◆ **WHAT IS NEEDED**
Locate each line in the entries below that contains the string "pickup" and copy it out in full. Case counts.

◆ **RAW DATA**
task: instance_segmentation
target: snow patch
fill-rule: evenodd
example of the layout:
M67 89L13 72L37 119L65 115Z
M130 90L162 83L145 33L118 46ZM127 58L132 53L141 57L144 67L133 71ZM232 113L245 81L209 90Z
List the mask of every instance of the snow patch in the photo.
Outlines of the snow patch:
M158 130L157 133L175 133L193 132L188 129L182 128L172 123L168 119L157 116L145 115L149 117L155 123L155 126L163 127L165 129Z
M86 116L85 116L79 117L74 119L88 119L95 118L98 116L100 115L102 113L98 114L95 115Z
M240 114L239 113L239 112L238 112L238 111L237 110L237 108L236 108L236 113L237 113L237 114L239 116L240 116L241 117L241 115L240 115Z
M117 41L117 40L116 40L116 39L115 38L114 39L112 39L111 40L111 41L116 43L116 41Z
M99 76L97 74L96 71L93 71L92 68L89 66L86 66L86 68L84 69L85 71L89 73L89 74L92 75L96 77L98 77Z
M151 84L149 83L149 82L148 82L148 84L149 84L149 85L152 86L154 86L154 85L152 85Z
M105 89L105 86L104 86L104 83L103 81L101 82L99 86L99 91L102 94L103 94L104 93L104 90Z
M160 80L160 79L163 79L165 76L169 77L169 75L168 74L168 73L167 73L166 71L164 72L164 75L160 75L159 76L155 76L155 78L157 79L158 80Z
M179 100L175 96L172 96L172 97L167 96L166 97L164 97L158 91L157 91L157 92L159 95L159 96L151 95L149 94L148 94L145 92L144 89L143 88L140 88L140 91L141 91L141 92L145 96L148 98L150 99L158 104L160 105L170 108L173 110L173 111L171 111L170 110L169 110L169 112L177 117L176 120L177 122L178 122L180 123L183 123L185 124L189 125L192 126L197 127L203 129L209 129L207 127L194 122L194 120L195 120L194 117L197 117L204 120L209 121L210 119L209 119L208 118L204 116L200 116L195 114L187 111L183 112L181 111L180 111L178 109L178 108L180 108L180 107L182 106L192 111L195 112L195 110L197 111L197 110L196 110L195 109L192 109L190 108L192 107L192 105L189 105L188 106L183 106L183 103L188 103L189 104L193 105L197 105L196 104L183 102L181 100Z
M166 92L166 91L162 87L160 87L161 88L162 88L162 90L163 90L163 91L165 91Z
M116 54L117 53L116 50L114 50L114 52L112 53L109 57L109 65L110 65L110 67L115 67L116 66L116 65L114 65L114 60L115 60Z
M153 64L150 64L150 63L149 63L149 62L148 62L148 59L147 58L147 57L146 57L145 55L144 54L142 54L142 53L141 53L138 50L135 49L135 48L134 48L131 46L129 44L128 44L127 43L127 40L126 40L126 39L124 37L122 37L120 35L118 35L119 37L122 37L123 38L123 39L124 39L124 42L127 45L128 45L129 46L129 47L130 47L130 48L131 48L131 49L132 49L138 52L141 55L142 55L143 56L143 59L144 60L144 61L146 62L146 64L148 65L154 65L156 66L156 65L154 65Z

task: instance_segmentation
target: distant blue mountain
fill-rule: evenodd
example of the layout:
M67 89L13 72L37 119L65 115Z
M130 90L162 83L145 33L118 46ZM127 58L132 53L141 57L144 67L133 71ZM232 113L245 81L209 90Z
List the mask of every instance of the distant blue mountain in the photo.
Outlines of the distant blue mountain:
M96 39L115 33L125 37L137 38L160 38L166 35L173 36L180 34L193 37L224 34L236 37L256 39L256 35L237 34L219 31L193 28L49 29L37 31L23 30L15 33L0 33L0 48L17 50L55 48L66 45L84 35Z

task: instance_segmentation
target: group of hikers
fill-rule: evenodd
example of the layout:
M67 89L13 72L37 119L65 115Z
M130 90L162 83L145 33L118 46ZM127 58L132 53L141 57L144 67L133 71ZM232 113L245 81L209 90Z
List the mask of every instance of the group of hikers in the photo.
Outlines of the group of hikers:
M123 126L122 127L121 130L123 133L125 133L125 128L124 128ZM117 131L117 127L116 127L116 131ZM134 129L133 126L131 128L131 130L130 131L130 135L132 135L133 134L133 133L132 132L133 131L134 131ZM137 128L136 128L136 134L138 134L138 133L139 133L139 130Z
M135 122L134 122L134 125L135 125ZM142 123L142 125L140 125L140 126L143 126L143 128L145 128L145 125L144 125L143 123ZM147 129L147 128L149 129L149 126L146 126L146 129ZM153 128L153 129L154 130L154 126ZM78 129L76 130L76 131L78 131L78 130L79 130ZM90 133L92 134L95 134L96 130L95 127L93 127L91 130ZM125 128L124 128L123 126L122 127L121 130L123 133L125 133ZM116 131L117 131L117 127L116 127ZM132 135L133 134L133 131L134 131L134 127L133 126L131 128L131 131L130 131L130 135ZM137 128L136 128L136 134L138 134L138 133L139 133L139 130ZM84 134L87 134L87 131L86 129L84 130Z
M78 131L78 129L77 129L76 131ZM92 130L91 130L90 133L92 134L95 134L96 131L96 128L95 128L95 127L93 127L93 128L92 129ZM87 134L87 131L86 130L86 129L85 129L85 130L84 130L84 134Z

--

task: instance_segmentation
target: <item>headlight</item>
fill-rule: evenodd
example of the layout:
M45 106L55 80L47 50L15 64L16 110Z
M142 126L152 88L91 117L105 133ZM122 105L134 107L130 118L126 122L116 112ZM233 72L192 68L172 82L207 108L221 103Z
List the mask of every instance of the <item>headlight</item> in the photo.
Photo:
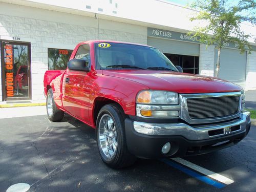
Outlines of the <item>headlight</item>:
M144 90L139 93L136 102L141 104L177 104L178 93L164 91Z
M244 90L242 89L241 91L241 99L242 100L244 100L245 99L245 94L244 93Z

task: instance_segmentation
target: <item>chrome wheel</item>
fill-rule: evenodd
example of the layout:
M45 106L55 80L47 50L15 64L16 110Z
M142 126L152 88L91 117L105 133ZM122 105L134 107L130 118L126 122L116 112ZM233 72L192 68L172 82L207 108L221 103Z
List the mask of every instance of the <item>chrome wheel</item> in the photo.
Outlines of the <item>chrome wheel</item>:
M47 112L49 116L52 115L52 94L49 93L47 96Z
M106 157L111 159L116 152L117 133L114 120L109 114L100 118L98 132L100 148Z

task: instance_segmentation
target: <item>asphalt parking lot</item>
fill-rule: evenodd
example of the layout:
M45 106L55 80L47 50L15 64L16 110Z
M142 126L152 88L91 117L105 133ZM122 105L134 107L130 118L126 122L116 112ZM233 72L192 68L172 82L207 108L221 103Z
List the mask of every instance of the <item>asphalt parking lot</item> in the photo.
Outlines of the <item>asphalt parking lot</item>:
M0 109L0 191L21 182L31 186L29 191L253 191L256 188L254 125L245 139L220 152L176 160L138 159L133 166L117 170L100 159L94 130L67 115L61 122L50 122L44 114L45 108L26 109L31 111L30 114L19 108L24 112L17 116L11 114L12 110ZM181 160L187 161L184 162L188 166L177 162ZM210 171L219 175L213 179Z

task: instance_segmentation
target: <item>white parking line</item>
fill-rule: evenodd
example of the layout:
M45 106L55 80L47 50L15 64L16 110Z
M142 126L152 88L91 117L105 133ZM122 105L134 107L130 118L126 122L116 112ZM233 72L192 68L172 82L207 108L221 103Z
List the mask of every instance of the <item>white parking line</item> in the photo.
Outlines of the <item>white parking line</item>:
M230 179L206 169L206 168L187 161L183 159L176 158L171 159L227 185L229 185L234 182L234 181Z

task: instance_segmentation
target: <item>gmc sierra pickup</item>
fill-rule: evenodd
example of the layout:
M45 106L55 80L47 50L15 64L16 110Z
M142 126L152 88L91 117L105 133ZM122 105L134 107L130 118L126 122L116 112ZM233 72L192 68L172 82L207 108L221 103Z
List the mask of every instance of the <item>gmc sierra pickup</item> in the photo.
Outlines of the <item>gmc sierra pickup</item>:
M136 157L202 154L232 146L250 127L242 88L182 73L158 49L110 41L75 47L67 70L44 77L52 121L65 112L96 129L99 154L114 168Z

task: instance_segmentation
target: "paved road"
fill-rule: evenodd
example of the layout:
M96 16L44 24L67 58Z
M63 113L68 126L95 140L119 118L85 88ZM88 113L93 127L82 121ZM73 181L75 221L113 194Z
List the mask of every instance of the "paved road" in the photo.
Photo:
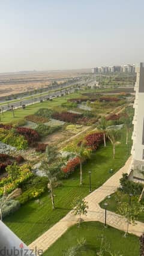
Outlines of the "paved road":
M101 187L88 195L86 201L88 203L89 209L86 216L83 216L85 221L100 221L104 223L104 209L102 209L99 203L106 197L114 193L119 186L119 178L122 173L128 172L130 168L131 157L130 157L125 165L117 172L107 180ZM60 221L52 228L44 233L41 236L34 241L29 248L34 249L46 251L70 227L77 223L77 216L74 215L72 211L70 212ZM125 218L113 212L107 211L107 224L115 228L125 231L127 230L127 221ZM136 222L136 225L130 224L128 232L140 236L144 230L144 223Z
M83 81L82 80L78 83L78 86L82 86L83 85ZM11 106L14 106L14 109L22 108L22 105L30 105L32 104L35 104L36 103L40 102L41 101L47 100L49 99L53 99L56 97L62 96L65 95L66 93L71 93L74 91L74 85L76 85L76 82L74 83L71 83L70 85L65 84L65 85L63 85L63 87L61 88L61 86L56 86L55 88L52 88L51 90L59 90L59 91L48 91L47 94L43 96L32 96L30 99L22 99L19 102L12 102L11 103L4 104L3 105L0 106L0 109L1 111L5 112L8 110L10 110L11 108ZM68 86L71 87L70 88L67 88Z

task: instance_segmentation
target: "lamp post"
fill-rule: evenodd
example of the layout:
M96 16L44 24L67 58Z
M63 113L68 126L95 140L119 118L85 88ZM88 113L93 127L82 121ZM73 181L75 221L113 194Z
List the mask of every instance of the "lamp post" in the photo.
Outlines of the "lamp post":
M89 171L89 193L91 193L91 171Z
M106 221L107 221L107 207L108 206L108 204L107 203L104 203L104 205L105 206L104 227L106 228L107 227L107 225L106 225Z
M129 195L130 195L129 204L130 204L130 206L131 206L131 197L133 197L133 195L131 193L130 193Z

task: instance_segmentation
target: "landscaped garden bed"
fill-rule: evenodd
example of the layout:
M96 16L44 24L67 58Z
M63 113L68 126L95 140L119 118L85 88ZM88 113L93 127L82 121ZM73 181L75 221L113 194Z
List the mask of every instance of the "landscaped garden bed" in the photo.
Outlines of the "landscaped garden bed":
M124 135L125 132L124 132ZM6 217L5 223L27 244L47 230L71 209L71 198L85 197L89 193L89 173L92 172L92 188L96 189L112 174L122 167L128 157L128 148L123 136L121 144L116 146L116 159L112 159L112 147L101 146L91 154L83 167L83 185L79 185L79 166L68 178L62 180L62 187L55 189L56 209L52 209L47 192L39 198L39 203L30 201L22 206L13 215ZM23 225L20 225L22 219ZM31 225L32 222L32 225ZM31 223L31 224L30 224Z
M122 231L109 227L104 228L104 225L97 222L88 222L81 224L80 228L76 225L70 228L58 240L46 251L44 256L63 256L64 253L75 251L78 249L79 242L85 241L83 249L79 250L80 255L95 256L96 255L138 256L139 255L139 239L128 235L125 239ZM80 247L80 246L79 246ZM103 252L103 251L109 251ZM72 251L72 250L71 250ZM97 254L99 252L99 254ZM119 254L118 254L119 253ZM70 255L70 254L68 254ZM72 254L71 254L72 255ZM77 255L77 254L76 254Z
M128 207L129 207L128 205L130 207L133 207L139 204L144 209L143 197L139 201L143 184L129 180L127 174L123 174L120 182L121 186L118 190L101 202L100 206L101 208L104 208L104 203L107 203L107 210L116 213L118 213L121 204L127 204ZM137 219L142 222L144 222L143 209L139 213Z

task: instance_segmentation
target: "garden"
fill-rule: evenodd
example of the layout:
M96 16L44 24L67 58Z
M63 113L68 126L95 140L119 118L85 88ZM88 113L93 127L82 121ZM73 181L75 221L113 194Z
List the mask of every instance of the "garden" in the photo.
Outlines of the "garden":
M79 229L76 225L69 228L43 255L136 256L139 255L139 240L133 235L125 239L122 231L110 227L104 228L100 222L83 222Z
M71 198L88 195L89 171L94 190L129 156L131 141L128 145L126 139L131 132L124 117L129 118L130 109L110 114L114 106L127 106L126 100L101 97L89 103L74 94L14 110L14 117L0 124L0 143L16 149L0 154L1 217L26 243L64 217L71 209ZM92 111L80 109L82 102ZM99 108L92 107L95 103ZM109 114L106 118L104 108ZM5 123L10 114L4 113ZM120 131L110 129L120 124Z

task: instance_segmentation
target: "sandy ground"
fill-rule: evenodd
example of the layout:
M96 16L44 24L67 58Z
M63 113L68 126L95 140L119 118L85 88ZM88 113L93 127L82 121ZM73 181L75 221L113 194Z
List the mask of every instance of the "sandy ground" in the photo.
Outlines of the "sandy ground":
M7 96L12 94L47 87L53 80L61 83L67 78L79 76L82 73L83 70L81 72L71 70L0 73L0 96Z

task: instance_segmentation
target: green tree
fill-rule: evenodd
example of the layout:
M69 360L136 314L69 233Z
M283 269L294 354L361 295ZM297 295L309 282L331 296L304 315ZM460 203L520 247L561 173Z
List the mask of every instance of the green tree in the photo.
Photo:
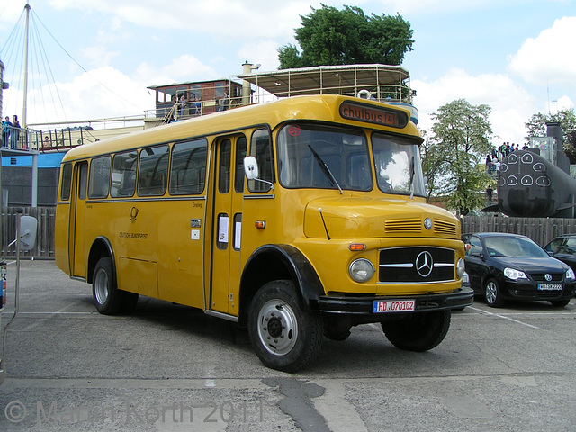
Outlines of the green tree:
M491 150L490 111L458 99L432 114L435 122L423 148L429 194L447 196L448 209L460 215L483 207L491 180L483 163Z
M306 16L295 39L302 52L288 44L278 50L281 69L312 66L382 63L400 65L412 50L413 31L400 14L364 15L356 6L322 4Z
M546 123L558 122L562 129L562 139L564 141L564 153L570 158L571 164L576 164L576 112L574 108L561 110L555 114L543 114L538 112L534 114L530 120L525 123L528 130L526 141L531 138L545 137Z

◆ **CORRECT RESPONSE**
target: <item>gmc sierra pickup</item>
List the mask of every instance of the <item>gmc sierra pickup</item> in the photo.
Outlines of the <item>gmc sierra pickup</item>:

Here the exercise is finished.